TEXT PASSAGE
=== Begin Enclosure ===

Thursday, April 21, 2005

A Bomb was a Bomb was a Bomb…

Re(1): “No Experience Necessary”, Dan Stober, Bulletin of the Atomic Scientists

How many times must this be said:

For veteran bomb designers, accurately predicting the yield of their bomb is of great importance. Dobson and Selden had only a vague idea of the power of their bomb, but did it matter? For an aspiring nuclear state (or a terrorist group), a bomb was a bomb was a bomb. "If Iraq had one of those, you would believe [in it]," Selden said in 1995.

And the Flat Earth Society (Politicians and Ignorant Fools) are shocked that science is science – and the Pope is Catholic:

When, finally, the road show was over, Selden and Dobson were told what they had already guessed: Their labor of three years had succeeded. They had designed a working atom bomb. The reaction from audience members was in proportion to their working knowledge of nuclear weapons. Some civilian officials were stunned, Hudgins said, but most scientists were not.
And we are always questioned – “Why are we in Iraq???”

From his experience, Dobson believes Al Qaeda, if it were not on the run, could attain the world's worst terror weapon. "It seems to me that this Al Qaeda is enough of an organization, with enough people and enough funding that they probably could." He worries about sea-going shipping containers, which are large enough to hold a heavy, conservatively designed weapon that would have a high chance of success.

=== End Enclosure ===

Natural-language descriptions of regions
=== Begin Enclosure ===

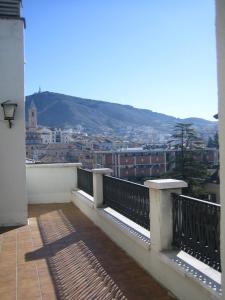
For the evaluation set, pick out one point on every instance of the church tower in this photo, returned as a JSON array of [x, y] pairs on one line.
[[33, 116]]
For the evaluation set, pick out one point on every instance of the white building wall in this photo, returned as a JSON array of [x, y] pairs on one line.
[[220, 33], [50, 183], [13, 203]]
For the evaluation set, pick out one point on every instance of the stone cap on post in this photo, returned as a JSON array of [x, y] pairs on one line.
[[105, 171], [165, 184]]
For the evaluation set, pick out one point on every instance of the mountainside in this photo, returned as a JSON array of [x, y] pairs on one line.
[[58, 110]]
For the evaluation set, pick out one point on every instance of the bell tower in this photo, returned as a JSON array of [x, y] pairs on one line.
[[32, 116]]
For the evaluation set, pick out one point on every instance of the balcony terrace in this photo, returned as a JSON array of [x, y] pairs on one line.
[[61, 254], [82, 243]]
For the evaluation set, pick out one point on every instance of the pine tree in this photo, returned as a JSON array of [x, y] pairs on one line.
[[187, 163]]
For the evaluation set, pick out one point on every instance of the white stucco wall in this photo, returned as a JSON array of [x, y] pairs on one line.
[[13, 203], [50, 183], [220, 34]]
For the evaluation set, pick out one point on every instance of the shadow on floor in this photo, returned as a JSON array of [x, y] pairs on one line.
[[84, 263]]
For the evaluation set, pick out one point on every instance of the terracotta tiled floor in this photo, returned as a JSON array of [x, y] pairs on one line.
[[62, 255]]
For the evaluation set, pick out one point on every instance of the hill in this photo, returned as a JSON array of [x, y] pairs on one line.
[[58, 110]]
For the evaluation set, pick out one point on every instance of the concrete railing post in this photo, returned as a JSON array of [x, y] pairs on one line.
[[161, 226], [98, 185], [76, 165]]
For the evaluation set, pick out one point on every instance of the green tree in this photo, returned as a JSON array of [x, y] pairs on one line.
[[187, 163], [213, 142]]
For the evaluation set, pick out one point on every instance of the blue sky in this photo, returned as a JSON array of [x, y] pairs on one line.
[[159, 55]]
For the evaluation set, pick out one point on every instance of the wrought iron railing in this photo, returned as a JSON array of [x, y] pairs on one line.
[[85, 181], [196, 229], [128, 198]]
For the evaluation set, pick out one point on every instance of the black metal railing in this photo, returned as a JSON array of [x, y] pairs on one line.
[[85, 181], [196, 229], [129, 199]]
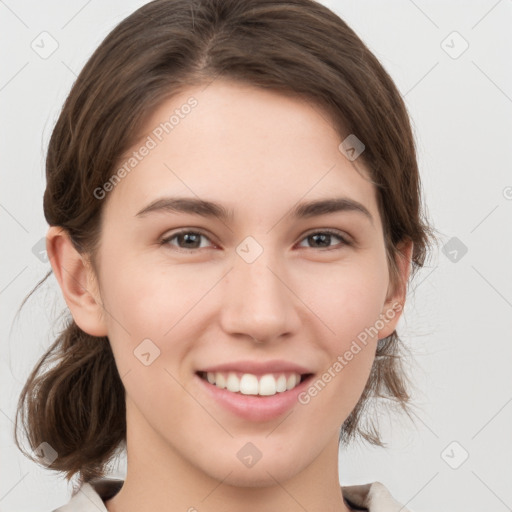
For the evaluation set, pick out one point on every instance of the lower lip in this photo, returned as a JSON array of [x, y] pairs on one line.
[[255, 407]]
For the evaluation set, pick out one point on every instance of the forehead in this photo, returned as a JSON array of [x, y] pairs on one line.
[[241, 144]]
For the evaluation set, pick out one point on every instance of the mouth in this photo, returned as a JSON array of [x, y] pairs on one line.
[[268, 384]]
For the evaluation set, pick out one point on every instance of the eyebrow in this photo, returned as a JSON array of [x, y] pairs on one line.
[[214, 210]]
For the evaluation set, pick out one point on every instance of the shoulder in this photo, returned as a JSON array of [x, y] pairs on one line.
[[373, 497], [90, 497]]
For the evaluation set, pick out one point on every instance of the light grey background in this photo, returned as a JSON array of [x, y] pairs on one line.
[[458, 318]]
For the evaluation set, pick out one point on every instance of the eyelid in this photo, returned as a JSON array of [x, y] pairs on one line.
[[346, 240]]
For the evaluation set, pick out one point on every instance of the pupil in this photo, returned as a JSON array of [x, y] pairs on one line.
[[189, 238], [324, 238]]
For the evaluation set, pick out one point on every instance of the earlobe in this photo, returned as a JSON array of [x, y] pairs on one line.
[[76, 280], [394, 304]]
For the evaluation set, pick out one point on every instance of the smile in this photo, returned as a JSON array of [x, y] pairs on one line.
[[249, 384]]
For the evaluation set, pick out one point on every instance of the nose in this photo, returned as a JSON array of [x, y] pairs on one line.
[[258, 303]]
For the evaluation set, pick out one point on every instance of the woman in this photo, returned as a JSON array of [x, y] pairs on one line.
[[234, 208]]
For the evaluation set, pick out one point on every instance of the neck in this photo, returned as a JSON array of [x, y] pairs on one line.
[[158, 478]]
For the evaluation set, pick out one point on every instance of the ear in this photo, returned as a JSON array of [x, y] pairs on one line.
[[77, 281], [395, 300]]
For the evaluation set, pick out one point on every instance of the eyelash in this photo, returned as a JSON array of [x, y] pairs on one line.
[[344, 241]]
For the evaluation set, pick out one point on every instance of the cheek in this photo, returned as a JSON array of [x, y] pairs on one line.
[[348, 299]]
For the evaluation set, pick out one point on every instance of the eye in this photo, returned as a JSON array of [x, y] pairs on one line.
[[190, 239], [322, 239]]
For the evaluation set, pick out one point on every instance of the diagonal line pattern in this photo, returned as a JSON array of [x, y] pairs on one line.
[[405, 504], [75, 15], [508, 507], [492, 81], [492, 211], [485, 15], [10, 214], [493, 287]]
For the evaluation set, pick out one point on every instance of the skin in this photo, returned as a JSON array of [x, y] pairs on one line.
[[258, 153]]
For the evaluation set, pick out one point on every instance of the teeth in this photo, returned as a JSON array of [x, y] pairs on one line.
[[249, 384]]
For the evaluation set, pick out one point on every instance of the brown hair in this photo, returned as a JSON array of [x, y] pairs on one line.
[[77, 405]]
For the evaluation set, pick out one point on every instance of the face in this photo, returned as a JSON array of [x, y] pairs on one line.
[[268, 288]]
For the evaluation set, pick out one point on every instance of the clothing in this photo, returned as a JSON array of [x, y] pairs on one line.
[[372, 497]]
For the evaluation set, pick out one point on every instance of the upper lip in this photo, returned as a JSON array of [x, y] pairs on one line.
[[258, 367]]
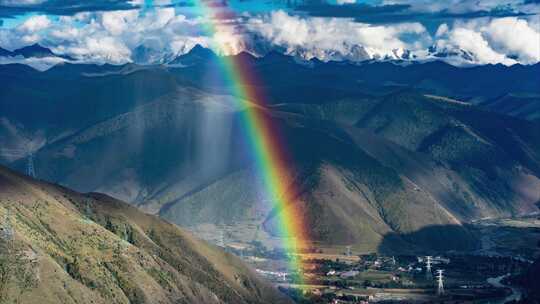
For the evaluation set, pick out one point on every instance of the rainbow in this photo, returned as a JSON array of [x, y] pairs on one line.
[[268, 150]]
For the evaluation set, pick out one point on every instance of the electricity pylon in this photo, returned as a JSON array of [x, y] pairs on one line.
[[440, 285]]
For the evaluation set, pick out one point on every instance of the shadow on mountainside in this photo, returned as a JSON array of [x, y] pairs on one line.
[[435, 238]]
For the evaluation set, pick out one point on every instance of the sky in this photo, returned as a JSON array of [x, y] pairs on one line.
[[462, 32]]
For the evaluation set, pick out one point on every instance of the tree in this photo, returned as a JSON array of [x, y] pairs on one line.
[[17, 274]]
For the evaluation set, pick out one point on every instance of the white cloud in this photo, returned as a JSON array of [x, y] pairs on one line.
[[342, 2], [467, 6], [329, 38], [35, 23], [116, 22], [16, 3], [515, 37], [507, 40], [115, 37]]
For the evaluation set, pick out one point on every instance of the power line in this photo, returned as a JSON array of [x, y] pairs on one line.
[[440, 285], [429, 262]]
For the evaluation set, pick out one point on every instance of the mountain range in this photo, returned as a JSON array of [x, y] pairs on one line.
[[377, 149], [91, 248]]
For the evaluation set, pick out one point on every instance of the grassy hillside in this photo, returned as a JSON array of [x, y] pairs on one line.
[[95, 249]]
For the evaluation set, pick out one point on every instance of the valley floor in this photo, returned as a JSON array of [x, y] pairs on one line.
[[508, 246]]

=== End Enclosure ===
=== Begin Enclosure ===

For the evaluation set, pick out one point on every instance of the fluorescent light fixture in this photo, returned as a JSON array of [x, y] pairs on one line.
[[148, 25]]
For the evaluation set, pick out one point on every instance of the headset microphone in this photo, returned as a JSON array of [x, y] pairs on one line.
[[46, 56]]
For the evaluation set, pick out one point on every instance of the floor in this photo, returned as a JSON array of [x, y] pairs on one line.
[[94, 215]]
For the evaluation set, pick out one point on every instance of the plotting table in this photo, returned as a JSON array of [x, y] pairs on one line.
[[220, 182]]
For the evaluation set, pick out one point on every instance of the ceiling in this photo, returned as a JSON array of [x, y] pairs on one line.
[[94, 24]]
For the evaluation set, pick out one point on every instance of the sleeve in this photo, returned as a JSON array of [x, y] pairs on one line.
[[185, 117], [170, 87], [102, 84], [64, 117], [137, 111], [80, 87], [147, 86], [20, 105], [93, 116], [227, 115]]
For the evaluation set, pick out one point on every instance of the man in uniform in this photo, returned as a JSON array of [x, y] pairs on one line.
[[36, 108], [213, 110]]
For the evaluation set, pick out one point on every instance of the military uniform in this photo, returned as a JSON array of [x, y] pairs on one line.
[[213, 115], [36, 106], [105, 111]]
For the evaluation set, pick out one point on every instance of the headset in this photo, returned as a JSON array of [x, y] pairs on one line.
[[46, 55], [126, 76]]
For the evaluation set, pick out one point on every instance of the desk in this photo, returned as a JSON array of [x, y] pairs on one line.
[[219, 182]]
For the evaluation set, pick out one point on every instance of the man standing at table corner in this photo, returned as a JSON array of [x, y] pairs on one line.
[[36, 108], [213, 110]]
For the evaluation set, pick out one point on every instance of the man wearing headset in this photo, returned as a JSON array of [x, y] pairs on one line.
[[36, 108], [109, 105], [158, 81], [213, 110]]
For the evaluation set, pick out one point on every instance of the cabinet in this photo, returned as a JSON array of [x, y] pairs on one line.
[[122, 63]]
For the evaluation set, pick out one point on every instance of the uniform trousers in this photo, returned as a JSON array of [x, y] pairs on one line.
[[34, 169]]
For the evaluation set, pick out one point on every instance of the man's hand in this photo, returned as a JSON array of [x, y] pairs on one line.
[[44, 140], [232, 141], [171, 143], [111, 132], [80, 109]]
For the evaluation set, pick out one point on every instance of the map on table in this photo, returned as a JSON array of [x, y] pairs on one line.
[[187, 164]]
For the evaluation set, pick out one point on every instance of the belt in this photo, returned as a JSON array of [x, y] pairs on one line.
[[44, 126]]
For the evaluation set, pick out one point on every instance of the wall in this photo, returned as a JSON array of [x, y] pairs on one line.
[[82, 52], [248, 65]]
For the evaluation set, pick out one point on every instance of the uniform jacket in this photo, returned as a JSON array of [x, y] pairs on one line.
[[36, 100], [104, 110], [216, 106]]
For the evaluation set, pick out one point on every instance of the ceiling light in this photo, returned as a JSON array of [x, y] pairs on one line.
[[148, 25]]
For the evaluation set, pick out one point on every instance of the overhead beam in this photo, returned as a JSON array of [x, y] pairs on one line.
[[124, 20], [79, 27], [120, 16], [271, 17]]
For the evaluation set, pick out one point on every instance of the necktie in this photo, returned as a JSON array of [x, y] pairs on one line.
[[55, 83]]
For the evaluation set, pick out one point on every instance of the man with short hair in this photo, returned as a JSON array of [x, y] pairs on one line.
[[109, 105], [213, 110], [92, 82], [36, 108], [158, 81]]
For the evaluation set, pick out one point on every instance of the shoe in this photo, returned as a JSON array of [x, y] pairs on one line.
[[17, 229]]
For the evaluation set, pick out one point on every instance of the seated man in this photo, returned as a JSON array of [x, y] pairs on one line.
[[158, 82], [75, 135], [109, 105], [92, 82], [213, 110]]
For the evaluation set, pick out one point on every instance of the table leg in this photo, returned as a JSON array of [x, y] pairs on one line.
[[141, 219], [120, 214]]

=== End Enclosure ===

TASKS AND EXERCISES
**1)** In the passage on amateur atom bomb design, how long did Selden and Dobson work before learning that their bomb design would work?
**2)** Continue the passage on amateur atom bomb design from its last sentence.

OUTPUTS FOR THE TASKS
**1)** Three years.

**2)**
"They could send it up Chesapeake Bay, San Francisco Bay, Puget Sound, or the Mississippi River. You could go any place, Almost. Most large cities are either coastal or on a major river, where barge-type shipping goes," Dobson said.
Thought through, it should be apparent that to keep the bad guys on the run you have to endanger their sanctuaries, their skilled labor source, their funding source, and their technology source. These resources make much of the Middle East far more dangerous in the mid to long term than even an existing nuclear ‘power’ that cannot sustain their program.

And now for the big weenie:

Selden knew that in another hands-on experiment, U.S. weapons designers had proven the concept at the Nevada Test Site in 1962, when they blew up a bomb using reactor-grade plutonium. Ichiro Ozawa, the leader of Japan's opposition Liberal Party, underscored the point 40 years later. In a speech last April that sent shock waves across Asia, he said: "We have plenty of plutonium in our nuclear power plants, so it's possible for us to produce 3,000 to 4,000 nuclear warheads. If we get serious, we will never be beaten in terms of military power."
And now we have advanced, free market societies in South Korea, Taiwan, Australia, etc… While I cannot vouch for this organization (its clock seem right only about twice a day), how secure do you think 60 year old technology is – that is, is it secret???

Should be an interesting 21st Century.